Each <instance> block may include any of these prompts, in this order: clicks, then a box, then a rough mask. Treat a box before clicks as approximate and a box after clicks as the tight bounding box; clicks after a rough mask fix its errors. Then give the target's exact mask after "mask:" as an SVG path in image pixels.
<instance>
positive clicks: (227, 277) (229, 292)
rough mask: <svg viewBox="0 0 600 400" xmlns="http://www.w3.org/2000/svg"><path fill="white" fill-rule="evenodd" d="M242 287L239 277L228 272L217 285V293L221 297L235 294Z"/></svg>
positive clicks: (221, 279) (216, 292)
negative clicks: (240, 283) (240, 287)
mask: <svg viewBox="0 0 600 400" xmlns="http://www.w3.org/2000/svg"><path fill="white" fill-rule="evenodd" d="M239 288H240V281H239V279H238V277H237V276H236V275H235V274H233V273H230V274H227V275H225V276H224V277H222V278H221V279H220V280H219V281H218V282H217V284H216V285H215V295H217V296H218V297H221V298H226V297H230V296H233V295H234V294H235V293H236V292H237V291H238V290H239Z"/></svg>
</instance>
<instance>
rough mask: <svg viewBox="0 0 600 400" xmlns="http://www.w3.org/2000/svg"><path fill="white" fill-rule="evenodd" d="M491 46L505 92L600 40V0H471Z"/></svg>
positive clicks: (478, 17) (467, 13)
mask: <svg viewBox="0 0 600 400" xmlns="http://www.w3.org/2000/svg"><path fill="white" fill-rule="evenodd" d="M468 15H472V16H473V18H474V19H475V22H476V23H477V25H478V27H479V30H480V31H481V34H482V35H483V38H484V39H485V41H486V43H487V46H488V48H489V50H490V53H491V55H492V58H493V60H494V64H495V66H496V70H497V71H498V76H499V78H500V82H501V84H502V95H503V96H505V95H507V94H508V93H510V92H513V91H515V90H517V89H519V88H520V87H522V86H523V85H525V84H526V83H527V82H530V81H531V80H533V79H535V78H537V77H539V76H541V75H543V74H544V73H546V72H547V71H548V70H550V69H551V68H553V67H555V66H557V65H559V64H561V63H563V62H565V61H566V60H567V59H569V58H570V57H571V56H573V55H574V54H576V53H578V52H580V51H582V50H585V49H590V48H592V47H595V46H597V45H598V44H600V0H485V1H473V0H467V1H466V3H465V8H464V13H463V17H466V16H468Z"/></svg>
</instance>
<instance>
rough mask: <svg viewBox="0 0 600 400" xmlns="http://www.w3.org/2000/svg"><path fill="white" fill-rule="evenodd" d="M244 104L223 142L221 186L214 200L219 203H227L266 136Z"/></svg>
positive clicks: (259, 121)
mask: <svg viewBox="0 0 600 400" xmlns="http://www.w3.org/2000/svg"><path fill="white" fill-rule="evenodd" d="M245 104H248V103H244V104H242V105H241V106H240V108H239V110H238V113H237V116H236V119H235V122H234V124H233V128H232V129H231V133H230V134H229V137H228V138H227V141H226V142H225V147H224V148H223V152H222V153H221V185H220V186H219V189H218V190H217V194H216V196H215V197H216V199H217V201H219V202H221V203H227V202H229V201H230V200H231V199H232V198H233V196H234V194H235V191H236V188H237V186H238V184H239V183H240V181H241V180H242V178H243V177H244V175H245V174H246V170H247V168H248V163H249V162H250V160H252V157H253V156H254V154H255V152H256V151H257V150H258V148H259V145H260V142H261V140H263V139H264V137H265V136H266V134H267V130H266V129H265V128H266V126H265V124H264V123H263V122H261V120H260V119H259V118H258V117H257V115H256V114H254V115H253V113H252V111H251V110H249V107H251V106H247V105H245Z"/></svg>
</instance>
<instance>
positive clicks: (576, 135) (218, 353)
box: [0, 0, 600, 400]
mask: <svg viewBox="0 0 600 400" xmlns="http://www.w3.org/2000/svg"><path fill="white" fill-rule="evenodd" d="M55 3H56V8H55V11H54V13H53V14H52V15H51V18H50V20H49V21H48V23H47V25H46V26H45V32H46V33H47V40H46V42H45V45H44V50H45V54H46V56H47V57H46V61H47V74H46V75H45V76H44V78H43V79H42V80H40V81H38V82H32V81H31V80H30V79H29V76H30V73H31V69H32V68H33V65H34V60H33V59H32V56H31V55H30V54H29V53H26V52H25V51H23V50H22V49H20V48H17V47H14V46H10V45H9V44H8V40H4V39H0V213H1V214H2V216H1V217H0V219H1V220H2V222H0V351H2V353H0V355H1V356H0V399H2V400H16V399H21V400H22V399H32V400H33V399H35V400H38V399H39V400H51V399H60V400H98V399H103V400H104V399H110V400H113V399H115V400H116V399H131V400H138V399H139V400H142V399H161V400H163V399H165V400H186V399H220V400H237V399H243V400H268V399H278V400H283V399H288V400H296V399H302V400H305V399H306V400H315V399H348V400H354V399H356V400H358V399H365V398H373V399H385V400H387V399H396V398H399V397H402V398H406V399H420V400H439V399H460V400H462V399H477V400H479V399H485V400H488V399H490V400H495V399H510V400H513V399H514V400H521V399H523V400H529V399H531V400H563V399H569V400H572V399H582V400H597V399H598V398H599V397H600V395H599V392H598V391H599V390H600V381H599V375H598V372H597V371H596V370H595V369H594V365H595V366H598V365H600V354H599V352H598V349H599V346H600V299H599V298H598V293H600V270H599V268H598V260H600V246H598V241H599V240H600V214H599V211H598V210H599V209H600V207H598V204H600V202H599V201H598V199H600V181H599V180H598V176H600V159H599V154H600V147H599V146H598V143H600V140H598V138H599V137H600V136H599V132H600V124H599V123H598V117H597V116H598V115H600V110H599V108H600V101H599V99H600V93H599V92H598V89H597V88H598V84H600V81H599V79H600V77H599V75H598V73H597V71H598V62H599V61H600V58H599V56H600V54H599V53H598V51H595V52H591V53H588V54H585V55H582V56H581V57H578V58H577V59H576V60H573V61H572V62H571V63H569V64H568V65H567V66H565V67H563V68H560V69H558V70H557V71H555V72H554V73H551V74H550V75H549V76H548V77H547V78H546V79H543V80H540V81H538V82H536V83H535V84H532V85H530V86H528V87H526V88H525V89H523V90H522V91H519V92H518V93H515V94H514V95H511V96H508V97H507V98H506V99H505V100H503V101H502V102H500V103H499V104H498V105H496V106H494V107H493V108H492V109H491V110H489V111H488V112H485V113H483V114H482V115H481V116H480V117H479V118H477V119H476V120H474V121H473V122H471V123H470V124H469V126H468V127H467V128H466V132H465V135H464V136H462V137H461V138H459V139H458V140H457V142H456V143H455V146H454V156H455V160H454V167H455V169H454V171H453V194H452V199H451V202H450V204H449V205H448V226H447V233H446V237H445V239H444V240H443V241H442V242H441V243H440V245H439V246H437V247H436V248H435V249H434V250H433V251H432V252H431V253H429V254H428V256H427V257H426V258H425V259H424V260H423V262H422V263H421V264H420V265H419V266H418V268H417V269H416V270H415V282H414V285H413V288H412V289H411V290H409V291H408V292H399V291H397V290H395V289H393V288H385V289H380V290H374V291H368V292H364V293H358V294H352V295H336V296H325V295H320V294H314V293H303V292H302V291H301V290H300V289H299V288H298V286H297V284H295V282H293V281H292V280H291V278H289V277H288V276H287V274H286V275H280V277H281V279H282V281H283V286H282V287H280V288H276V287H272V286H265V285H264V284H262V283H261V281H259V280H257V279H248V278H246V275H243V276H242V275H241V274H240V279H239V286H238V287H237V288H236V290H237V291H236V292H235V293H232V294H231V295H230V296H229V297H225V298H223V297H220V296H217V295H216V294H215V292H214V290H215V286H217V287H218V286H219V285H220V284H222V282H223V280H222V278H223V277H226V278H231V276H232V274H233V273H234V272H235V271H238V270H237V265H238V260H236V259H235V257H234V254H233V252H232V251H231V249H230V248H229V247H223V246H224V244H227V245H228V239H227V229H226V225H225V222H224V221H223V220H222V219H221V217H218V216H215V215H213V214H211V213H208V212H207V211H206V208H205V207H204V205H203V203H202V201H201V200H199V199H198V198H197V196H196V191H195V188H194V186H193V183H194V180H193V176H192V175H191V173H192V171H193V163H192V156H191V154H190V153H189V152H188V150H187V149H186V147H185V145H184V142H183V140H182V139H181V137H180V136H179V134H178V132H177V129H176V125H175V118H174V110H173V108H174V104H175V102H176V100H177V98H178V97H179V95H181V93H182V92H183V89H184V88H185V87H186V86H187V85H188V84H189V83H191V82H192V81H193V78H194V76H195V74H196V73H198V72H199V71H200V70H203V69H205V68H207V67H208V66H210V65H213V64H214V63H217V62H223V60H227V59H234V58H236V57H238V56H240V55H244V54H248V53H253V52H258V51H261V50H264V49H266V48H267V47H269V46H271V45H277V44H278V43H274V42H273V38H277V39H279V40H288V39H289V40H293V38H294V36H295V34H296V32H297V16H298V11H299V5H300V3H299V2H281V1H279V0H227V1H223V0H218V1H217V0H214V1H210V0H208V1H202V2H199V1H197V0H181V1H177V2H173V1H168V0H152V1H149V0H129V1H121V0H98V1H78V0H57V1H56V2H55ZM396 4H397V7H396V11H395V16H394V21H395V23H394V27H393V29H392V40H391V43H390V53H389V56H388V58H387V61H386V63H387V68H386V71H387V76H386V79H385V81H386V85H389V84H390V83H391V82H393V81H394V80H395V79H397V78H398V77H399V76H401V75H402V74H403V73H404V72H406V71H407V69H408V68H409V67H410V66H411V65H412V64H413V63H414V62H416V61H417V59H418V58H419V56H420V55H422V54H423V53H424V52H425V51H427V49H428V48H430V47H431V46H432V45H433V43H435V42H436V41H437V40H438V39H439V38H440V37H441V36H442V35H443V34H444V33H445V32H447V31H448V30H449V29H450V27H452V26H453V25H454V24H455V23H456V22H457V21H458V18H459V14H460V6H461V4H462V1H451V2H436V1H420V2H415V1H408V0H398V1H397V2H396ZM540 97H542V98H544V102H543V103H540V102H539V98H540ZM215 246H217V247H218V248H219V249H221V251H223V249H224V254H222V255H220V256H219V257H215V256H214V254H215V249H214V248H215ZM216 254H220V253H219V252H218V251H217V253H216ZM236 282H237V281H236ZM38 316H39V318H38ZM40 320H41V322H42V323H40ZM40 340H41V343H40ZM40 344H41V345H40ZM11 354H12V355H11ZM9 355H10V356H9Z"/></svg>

Exercise >>
Could you return exactly the lines above from the line with "287L239 277L228 272L217" to the line with "positive clicks: (221, 279) (216, 292)", both included, and nothing else?

Solved exercise >>
rough mask: <svg viewBox="0 0 600 400" xmlns="http://www.w3.org/2000/svg"><path fill="white" fill-rule="evenodd" d="M242 287L239 277L228 272L217 285V293L221 297L235 294Z"/></svg>
positive clicks: (221, 279) (216, 292)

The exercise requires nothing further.